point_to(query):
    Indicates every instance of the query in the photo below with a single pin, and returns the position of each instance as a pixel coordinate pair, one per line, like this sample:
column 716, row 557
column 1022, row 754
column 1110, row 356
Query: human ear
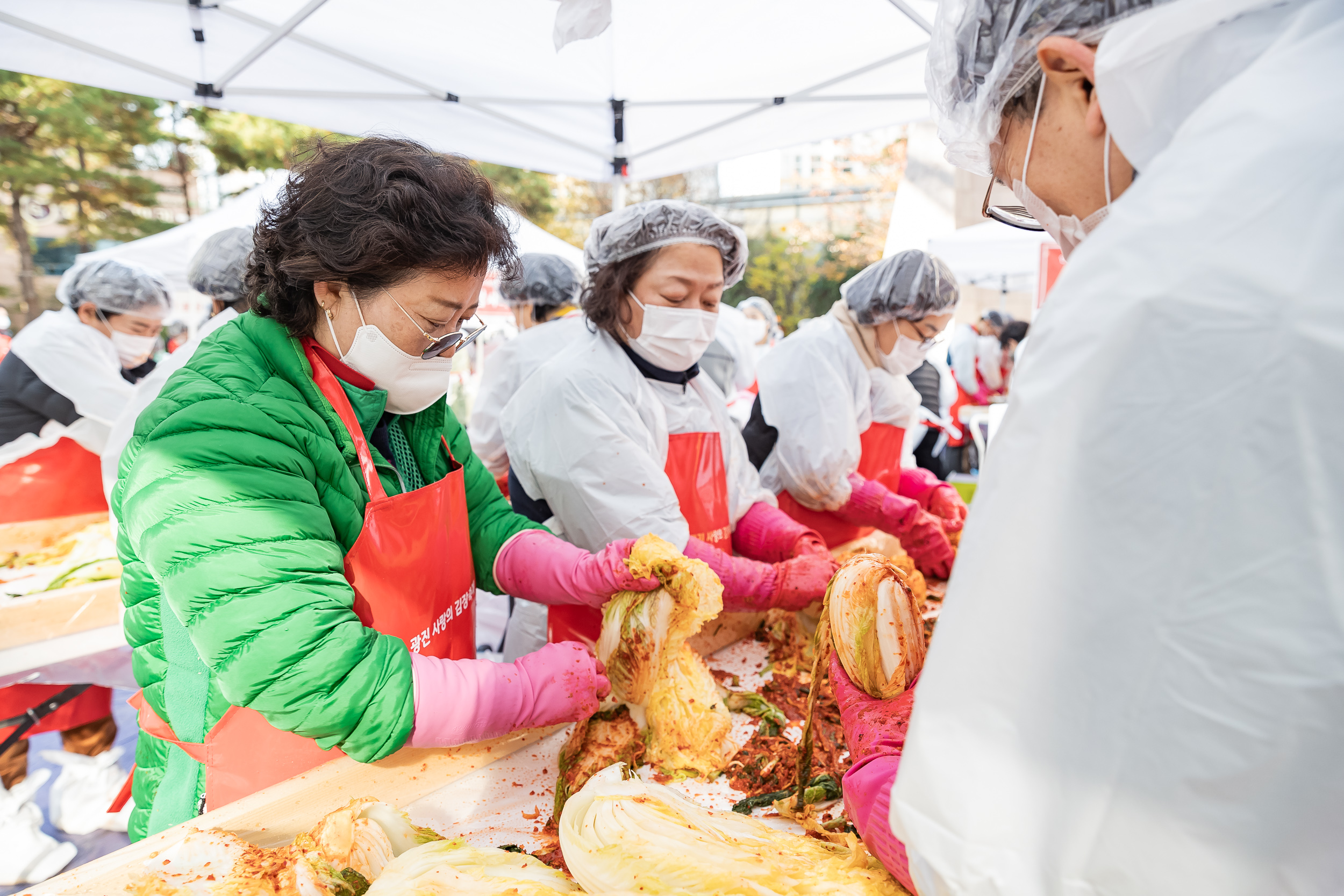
column 1073, row 65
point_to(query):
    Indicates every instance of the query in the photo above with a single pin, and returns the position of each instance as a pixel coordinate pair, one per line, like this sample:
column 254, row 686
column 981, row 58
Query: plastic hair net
column 664, row 222
column 761, row 305
column 547, row 281
column 113, row 285
column 909, row 285
column 983, row 53
column 218, row 267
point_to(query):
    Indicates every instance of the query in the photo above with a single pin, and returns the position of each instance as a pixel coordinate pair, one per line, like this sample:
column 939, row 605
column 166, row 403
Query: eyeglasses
column 925, row 342
column 440, row 345
column 1012, row 216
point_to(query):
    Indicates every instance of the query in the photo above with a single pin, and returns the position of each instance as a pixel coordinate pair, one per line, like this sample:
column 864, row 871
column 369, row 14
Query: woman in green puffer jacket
column 246, row 511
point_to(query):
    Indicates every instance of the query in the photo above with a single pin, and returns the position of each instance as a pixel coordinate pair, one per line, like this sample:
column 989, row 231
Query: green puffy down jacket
column 238, row 497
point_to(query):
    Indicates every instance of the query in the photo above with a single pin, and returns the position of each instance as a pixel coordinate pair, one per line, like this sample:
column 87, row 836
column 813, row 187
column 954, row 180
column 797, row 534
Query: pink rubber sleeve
column 541, row 567
column 460, row 701
column 752, row 586
column 874, row 504
column 769, row 534
column 746, row 583
column 867, row 800
column 918, row 484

----

All of the lines above should be retyped precisely, apart from the pictures.

■ **Reply**
point_to(query):
    Indicates every instance of the query in the photo below with a single pin, and returns the position of each instance as a pixel coordinate pair, one per line, like this sample:
column 716, row 557
column 1022, row 754
column 1110, row 356
Query: human ear
column 1073, row 65
point_to(query):
    Indicates every instance of the query in the photo above with a single pin, and returns the position of each instance as a pixel coordinate pair, one per line, like this sample:
column 254, row 686
column 981, row 58
Query: plastic hair net
column 664, row 222
column 761, row 305
column 547, row 281
column 113, row 285
column 909, row 285
column 983, row 53
column 218, row 267
point_to(query):
    Indicates every instance of the query in the photo above with a single pin, and returns the position of each instance as a pixel coordinate pair, one per line, like this sample:
column 939, row 605
column 166, row 403
Query: eyeglasses
column 925, row 342
column 440, row 345
column 1012, row 216
point_to(query):
    Indicates every instance of the query in the photo above with a single pin, and returns the position of each instance as a pixel coordinate pair, one per line, like this sample:
column 864, row 871
column 369, row 14
Query: woman in green puffer jacket
column 246, row 511
point_to(query):
    Indicates every instance of the query in the photo above with a single pin, and returns the position of each instance as a pixel coordinate pair, one per line, like this sample:
column 989, row 231
Query: green puffy down jacket
column 238, row 497
point_to(query):
    Indicates every instance of the query in the photo above with a single pin, and returns the position of each instance as a pixel coordinate pair, one per line, like this sample:
column 87, row 836
column 813, row 187
column 954, row 180
column 797, row 534
Query: pink rubber sleeve
column 541, row 567
column 460, row 701
column 752, row 586
column 874, row 504
column 769, row 534
column 746, row 583
column 867, row 800
column 918, row 484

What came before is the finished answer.